To trade in the stock market you have to place orders to execute the transactions. A stock market order is a request made by the investor to execute a buy or sell transaction at a given price in the market. You can place a stock order online or through the broker on a phone call.

In this article, you will learn about the different types of stock orders that you can place while purchasing or selling stocks in the stock market. In any type of order in the stock market, there would be two types of transactions. It would be either be a buy order or a sell order. A buy order comprises of purchasing the stock whereas a sell order comprises of selling the stock in the market.

5 Different Types of Stock Orders

Limit Order

Limit order is an order for buying and selling the shares at a specific price. With a limit order in place, you will not be able to purchase or sell stock at a price that is higher or lesser than the specified price. You must remember that there is no guarantee that your order will be executed in the limit order. Let us take an example to understand the concept of the limit order. Suppose you want to purchase the shares of GMR Infra at Rs. 20 and its current market price is Rs. 21, in such a situation you can place the order through limit order.

Using the limit order, you can set the purchase price at Rs. 20 and the purchase order will execute only when the price hits Rs. 20. Similarly, if you are holding GMR Infra shares and you want to sell them at Rs. 22, you can set the sell limit order at Rs. 22. Here your shares would be sold only when the share price touches Rs. 22, otherwise not. In case of the limit order, if the execution does not take place because the stock does not reach the specific price level, the order shall stand cancelled at the end of the day.

Market Order

Market order is different from the limit order. In the market order, you can buy or sell shares at the current price that is prevailing on the exchange. The benefit of the market order is that it will get executed at the current price of the stock. Let us take an example to understand it better. Suppose you place a market order for purchasing 1000 shares of GMR Infra. Since your order is a market order, the trade will take place at the prevailing market price on the exchange. Similarly, if you want to sell the shares of GMR infra using market order then the transaction will execute at the current market price.

**Information given**
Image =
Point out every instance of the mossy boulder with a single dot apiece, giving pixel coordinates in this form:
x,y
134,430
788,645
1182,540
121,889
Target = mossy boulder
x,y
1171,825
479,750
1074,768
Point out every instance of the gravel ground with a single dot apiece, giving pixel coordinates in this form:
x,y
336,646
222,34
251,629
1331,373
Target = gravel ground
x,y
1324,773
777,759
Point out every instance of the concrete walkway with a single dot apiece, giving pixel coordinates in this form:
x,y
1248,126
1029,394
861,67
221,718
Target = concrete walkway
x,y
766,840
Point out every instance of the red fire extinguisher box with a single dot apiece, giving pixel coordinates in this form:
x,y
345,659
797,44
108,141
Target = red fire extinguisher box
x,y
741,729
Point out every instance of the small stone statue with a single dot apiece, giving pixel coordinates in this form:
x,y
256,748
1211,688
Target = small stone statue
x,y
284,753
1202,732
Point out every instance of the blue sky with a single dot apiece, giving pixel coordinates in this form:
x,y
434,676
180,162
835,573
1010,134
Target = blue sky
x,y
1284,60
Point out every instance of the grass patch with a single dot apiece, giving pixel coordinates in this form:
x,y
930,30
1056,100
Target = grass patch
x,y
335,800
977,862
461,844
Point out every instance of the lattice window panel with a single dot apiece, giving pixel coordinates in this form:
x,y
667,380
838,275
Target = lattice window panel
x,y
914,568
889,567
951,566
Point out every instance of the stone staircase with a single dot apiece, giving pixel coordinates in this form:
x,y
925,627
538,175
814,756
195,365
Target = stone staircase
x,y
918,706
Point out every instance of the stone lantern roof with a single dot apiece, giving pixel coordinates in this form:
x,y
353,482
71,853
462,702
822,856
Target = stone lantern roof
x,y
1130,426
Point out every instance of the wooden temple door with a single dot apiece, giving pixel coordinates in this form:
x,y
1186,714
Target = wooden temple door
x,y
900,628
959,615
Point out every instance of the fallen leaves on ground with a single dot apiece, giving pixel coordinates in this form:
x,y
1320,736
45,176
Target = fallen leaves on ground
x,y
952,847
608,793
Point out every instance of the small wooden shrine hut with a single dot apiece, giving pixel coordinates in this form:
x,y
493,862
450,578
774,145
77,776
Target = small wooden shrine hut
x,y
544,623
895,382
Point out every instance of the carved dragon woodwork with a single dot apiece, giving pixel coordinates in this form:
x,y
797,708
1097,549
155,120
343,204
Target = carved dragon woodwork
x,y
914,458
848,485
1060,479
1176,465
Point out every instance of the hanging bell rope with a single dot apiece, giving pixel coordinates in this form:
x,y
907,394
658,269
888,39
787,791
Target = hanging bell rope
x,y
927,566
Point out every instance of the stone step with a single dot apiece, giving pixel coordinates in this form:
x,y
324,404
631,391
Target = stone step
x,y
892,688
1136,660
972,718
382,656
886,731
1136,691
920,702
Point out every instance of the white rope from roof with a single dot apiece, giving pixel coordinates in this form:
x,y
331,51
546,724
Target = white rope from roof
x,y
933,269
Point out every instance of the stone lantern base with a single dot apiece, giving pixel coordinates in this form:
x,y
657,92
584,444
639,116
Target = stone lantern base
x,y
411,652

**Task list**
1 > List every rupee price that appears in the GMR Infra examples of the stock orders text, and say what each price stands for.
2 > Write the next part of the text on stock orders, beginning after its final sentence.

**Solved tasks**
1 >
- Rs. 20: the price at which you want to buy GMR Infra shares, set as the buy limit price.
- Rs. 21: the current market price of GMR Infra shares.
- Rs. 22: the price at which you want to sell the GMR Infra shares you hold, set as the sell limit price.

2 >
Stop Loss Order

Stop loss order is one of the most important orders for the intraday traders. In this type of order, the traders put a stop loss price i.e. the price at which the transaction will close or square off. With a stop loss in place, the traders can protect themselves from heavy losses. Stop loss price is the trigger price for this transaction.

Let us take an example to understand stop loss order in a better way. Suppose you purchase the shares of GMR Infra at Rs. 20 and put stop loss of Rs. 19. Now if the price of the stock hits Rs. 19, the transaction will square off and your trading position will close.

Stop Loss Market Order

Stop loss market order is a combination of market order and stop loss order. Stop loss market order activates when the market price of a stock touches a specific price level and trade executes at that level as a market order. To put it in simple words, stock market orders execute when the price of a stock reaches a particular level.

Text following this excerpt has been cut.